*Data entries*.
-*-

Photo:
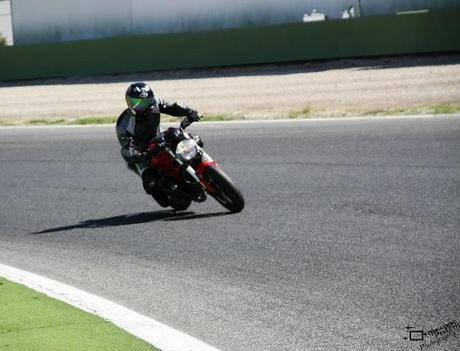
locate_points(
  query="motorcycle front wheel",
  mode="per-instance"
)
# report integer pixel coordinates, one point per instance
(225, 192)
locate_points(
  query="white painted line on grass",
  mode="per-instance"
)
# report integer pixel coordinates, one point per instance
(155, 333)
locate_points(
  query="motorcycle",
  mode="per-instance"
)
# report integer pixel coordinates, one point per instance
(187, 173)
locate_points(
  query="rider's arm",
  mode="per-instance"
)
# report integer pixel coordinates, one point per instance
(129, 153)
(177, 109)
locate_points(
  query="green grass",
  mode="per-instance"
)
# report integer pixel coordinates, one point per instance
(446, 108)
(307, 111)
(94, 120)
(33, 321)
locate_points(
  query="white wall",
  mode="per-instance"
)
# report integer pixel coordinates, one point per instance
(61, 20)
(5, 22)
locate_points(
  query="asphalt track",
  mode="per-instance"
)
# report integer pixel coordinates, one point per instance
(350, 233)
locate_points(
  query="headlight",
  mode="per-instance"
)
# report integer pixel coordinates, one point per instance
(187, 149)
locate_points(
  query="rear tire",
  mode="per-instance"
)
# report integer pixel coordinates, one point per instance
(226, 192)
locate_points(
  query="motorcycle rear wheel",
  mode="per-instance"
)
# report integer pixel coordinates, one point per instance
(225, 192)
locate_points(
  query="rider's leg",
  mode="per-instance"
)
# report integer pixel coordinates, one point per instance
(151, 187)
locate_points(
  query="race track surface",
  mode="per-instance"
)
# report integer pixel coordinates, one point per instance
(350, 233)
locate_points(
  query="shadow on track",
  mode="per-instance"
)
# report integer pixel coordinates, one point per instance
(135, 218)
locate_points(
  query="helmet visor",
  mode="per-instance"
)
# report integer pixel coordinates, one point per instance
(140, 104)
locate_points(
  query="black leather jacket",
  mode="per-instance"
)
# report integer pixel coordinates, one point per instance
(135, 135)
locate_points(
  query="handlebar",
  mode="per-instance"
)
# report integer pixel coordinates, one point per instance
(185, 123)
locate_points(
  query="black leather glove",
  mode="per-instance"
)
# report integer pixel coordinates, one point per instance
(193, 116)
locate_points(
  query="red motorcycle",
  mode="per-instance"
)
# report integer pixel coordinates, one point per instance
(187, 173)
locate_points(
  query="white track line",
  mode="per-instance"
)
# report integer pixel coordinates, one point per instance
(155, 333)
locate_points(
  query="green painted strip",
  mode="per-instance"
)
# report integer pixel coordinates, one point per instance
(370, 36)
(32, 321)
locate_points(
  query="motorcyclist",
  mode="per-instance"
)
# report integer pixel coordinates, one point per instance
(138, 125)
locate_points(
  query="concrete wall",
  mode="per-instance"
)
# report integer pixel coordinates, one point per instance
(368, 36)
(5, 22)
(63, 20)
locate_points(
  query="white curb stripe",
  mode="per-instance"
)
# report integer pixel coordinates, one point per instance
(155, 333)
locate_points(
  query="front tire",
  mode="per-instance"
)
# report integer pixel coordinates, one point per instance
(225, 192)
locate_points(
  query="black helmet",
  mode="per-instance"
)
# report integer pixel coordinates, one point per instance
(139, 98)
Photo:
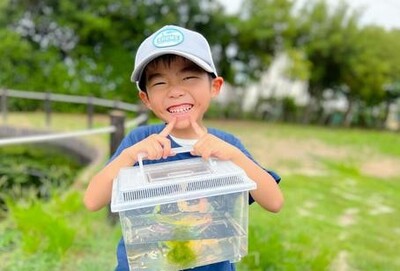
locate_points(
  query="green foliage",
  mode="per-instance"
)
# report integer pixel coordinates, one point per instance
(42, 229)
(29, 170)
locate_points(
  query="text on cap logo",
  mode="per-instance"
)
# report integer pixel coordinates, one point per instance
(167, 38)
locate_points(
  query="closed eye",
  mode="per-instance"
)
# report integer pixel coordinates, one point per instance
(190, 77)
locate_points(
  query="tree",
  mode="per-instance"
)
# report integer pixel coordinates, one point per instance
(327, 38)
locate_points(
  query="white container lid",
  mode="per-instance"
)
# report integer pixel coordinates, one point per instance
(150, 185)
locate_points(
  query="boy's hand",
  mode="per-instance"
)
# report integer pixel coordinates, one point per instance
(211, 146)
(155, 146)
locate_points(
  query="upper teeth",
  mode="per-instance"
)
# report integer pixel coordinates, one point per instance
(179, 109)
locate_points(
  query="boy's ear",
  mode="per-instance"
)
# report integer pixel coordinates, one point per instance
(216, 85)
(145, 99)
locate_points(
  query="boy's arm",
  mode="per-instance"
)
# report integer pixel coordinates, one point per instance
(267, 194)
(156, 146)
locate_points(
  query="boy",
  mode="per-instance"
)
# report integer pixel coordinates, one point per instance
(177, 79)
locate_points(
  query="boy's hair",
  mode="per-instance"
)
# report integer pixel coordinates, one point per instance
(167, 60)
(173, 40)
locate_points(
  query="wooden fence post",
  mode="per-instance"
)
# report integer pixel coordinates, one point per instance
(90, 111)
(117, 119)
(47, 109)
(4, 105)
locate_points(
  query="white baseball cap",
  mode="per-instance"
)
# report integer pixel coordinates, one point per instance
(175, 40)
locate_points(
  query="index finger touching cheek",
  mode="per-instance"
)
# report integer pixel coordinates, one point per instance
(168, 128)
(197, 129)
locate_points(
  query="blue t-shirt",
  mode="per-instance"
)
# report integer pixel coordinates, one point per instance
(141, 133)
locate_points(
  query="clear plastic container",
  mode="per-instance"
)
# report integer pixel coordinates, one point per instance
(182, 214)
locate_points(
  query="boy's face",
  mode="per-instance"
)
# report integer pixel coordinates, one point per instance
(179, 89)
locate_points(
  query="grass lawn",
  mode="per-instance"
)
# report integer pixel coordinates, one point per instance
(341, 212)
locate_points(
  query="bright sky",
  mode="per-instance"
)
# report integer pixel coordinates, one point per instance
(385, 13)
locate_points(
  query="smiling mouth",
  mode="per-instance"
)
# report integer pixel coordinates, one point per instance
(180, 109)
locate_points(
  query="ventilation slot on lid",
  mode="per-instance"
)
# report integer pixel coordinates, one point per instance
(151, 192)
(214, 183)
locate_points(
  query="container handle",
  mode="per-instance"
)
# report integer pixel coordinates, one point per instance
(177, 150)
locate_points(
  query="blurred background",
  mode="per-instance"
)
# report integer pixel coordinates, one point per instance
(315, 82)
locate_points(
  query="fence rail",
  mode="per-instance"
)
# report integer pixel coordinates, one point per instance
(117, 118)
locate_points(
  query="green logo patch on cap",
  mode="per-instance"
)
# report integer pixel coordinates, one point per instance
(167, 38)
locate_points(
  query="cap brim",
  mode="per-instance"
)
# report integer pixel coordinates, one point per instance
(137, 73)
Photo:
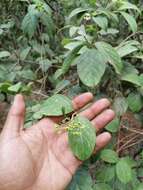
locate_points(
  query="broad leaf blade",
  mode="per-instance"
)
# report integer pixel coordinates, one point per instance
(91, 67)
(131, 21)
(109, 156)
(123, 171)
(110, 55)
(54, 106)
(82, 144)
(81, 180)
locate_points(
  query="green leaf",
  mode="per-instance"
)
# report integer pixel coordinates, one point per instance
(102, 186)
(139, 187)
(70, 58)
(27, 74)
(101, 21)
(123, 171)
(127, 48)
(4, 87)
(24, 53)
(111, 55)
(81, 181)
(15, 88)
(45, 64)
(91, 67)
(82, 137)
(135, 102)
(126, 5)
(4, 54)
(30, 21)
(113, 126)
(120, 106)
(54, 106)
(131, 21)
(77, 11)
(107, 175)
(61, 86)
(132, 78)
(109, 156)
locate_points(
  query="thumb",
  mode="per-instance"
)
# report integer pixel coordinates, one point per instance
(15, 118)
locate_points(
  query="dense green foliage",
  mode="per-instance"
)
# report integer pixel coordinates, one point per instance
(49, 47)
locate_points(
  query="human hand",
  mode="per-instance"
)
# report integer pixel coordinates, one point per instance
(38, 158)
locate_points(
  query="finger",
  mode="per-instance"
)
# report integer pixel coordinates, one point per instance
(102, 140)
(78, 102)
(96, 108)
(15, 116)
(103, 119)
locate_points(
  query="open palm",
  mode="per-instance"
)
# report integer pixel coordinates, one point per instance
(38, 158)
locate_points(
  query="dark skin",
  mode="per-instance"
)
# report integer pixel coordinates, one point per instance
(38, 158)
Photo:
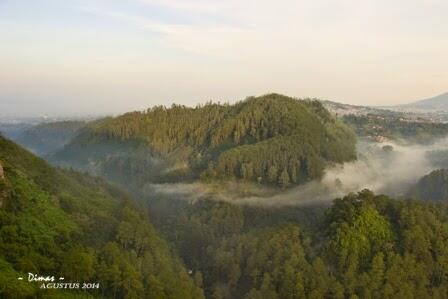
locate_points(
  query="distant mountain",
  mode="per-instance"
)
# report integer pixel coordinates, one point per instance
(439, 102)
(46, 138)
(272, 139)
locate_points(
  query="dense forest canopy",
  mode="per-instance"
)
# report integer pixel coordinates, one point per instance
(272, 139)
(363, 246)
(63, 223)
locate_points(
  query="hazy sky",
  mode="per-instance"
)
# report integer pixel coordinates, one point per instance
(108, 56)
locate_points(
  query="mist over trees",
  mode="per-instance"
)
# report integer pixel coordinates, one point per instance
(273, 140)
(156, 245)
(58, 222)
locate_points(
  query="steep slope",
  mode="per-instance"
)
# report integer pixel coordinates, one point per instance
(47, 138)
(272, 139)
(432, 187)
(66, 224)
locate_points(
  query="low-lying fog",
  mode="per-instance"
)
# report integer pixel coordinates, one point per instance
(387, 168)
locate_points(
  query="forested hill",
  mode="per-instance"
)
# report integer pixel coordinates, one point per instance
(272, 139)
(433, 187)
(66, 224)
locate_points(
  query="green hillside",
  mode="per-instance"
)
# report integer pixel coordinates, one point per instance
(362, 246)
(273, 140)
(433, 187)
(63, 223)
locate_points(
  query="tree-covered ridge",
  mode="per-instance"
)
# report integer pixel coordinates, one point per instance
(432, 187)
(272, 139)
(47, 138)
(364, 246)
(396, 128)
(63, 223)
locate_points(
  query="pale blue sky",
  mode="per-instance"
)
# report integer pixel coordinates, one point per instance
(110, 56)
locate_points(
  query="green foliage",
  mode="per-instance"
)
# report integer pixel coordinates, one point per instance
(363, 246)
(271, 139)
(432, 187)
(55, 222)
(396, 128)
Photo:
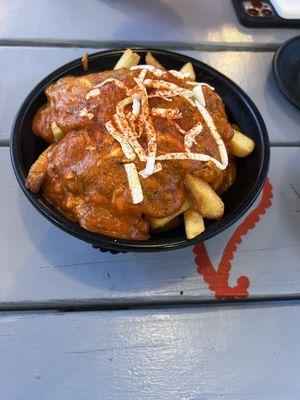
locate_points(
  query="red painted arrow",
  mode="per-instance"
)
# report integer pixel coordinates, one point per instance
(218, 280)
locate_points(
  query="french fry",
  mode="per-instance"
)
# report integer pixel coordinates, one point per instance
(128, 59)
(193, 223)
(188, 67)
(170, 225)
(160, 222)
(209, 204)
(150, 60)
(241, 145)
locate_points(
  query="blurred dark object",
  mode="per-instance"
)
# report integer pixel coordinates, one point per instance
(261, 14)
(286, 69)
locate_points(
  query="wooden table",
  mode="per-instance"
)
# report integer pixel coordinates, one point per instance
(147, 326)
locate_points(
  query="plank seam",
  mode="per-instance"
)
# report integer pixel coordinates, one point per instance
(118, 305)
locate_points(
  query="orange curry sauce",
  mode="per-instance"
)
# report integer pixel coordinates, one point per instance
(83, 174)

-*-

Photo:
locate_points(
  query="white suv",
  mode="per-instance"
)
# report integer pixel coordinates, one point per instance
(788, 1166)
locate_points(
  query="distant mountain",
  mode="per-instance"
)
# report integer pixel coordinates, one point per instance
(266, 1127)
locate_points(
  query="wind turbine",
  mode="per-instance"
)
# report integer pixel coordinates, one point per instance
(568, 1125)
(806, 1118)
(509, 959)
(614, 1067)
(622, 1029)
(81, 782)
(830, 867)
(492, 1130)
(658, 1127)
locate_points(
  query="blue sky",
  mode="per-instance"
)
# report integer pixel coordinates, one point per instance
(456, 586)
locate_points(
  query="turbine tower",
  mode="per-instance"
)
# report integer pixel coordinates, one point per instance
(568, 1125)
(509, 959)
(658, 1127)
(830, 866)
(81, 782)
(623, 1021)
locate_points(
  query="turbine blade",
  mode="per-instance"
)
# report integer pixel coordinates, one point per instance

-*-

*What you need to do*. Which lines in the entries above contain the word "motorcycle"? Pick out each one and copy it.

*Response to this task*.
  query="motorcycle front wheel",
  query="motorcycle",
  query="motorcycle rear wheel",
  query="red motorcycle",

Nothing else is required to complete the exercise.